Please repeat every line of the material from the one containing "Bet you can't find air" down to the one containing "[339,128,373,210]", with both of those lines included.

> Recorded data
◆ ◆ ◆ ◆ ◆
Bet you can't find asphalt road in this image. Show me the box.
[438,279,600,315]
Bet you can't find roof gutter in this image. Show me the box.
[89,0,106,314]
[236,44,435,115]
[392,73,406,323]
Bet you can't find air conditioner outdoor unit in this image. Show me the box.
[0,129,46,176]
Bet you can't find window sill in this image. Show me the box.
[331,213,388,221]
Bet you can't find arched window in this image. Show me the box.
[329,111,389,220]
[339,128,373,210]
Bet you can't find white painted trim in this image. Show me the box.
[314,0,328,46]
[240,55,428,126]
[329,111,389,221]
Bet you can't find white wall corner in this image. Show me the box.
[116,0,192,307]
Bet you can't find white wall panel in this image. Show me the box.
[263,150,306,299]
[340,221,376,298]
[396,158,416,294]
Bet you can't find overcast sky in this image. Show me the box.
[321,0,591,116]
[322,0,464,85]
◆ ◆ ◆ ◆ ◆
> Solution below
Bet you can't find air conditioner outdoor unit in this image. Show me the box.
[0,129,46,176]
Bet you can't find window sill in this image. Show me the box.
[331,213,388,221]
Bet you can't find arched window in this image. Show me the box.
[329,111,389,220]
[339,128,373,210]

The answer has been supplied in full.